• _DIRECTIONS_
Copy out the records word for word, from the beginning through the line containing "[0,208,644,662]", including that line.

(Records of labeled boxes)
────────────────────

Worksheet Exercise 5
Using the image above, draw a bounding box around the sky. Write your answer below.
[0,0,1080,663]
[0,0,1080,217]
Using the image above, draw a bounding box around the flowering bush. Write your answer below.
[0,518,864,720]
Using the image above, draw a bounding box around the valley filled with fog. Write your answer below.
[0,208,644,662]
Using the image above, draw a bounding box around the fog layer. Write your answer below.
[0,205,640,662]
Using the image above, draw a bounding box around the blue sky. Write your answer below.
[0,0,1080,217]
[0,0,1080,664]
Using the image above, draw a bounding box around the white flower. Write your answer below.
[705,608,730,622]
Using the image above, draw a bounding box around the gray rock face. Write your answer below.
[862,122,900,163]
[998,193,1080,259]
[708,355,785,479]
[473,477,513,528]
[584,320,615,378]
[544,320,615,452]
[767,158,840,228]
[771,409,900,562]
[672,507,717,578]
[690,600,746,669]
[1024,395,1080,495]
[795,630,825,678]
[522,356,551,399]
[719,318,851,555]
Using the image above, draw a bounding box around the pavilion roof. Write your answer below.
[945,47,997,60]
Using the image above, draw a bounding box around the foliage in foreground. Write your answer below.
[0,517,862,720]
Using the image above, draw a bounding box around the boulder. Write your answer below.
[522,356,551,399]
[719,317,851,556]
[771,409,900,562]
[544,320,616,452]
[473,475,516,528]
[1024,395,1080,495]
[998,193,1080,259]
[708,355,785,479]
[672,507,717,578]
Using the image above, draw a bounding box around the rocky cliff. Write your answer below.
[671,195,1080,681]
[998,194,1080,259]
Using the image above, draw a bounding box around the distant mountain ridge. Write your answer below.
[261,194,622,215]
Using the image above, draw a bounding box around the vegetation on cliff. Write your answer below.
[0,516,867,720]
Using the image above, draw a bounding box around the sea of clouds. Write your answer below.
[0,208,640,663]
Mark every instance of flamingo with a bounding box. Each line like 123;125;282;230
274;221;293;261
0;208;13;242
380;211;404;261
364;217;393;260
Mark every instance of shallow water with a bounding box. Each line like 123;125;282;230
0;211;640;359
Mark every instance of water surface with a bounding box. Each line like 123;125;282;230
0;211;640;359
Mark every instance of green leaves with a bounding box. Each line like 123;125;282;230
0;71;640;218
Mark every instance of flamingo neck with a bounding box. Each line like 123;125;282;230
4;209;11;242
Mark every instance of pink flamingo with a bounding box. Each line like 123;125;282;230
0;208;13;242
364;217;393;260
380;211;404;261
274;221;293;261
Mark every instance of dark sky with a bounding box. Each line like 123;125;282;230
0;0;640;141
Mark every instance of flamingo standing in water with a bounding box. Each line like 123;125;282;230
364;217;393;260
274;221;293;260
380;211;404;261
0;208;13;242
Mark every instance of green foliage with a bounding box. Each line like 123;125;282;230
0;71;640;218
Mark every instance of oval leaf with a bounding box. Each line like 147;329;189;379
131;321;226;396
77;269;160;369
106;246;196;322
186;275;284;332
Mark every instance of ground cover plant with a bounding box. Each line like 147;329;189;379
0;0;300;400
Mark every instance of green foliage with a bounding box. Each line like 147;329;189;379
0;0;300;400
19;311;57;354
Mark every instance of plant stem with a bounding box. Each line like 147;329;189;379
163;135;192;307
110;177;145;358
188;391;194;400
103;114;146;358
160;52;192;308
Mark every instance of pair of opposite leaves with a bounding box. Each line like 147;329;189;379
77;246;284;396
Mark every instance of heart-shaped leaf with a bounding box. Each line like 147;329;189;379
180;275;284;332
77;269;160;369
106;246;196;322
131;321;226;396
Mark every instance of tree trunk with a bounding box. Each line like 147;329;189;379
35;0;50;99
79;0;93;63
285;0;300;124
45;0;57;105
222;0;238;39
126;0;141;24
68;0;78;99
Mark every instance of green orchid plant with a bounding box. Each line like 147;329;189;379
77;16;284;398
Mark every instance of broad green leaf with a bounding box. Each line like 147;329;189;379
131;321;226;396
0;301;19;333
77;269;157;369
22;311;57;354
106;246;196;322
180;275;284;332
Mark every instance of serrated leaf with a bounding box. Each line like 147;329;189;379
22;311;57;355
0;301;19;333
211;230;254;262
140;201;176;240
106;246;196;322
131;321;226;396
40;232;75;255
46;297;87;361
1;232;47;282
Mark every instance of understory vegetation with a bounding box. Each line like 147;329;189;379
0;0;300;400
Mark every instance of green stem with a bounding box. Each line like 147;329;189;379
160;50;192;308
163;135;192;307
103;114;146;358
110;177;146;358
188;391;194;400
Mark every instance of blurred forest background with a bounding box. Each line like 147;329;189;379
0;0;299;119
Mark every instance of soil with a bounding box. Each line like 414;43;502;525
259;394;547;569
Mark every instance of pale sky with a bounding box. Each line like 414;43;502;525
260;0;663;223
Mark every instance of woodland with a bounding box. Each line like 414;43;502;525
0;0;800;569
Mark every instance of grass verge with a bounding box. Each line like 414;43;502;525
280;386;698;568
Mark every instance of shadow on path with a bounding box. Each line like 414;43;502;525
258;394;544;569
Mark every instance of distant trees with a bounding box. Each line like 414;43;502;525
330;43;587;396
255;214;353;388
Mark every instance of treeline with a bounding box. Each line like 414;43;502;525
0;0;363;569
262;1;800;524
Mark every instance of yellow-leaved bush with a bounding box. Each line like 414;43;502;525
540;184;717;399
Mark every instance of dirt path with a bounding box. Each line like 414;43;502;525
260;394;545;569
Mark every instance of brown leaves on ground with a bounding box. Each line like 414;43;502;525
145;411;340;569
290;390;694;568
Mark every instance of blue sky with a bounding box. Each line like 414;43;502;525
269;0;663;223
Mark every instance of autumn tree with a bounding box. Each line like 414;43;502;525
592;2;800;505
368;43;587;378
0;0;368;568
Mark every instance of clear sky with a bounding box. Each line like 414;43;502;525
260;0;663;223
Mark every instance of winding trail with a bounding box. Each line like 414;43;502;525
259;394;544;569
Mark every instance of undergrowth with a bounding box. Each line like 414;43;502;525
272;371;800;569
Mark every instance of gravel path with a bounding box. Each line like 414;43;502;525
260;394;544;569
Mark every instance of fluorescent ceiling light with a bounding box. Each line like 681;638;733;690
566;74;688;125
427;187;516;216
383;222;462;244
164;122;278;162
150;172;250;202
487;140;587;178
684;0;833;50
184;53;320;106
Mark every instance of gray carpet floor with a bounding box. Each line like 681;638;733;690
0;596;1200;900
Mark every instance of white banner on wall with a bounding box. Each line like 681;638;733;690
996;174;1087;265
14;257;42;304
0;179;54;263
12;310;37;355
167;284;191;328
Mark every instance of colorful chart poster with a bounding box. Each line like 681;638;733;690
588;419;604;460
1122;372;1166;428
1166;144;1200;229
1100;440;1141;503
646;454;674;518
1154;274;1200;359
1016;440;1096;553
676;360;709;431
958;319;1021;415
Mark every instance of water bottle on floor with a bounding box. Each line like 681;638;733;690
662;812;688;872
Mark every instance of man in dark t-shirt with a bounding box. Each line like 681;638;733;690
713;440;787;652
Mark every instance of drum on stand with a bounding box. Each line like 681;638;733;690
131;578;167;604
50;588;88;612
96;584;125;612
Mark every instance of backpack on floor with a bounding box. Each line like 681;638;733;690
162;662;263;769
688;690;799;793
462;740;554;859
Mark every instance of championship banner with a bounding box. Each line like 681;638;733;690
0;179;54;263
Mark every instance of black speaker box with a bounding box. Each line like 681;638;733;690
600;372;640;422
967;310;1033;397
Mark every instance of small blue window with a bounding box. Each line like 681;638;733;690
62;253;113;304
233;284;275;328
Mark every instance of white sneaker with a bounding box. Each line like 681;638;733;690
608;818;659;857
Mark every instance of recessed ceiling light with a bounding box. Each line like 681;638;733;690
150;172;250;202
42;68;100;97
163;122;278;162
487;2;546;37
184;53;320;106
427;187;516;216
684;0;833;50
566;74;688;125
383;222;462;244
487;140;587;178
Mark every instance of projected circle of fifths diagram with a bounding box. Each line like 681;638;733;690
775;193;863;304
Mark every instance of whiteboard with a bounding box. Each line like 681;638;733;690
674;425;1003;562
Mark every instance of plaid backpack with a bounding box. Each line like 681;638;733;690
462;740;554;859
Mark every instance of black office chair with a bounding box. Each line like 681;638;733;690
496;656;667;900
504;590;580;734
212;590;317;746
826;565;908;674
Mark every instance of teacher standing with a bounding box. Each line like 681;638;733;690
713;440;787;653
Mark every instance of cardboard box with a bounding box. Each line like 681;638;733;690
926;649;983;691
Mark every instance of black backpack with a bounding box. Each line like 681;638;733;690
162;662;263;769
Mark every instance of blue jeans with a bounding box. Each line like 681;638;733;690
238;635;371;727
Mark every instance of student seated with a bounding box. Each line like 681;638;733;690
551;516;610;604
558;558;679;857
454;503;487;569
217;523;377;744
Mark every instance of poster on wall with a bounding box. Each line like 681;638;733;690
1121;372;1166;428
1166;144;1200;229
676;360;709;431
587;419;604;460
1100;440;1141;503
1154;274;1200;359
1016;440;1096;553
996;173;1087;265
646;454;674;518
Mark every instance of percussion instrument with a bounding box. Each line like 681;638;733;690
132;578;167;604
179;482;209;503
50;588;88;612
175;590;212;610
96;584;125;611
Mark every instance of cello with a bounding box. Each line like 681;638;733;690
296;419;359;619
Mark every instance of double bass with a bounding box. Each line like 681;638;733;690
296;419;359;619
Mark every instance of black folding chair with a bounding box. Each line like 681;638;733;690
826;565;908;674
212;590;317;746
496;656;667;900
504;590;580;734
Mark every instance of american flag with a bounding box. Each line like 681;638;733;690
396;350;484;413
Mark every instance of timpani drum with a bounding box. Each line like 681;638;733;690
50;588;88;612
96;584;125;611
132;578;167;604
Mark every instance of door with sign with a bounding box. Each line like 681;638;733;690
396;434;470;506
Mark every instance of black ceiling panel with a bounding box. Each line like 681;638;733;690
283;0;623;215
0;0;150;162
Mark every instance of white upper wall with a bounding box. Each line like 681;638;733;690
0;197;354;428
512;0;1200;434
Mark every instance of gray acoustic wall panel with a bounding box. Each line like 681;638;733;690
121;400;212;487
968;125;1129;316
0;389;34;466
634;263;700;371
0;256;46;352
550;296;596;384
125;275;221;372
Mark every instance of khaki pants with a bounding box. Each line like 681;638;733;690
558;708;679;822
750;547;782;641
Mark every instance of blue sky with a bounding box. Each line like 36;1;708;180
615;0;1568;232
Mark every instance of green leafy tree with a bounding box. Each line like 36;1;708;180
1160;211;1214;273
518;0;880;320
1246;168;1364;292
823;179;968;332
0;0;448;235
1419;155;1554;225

────────────────────

• _FINAL RESULT_
Worksheet Exercise 5
Using the image above, draw a bounding box around the sky. Write your answer below.
[0,0,1080,663]
[0,0,1080,217]
Using the image above, draw a bounding box around the flowering bush. Write your answer below.
[0,518,864,720]
Using the image above, draw a bounding box around the valley filled with fog. Write your answer below.
[0,208,644,662]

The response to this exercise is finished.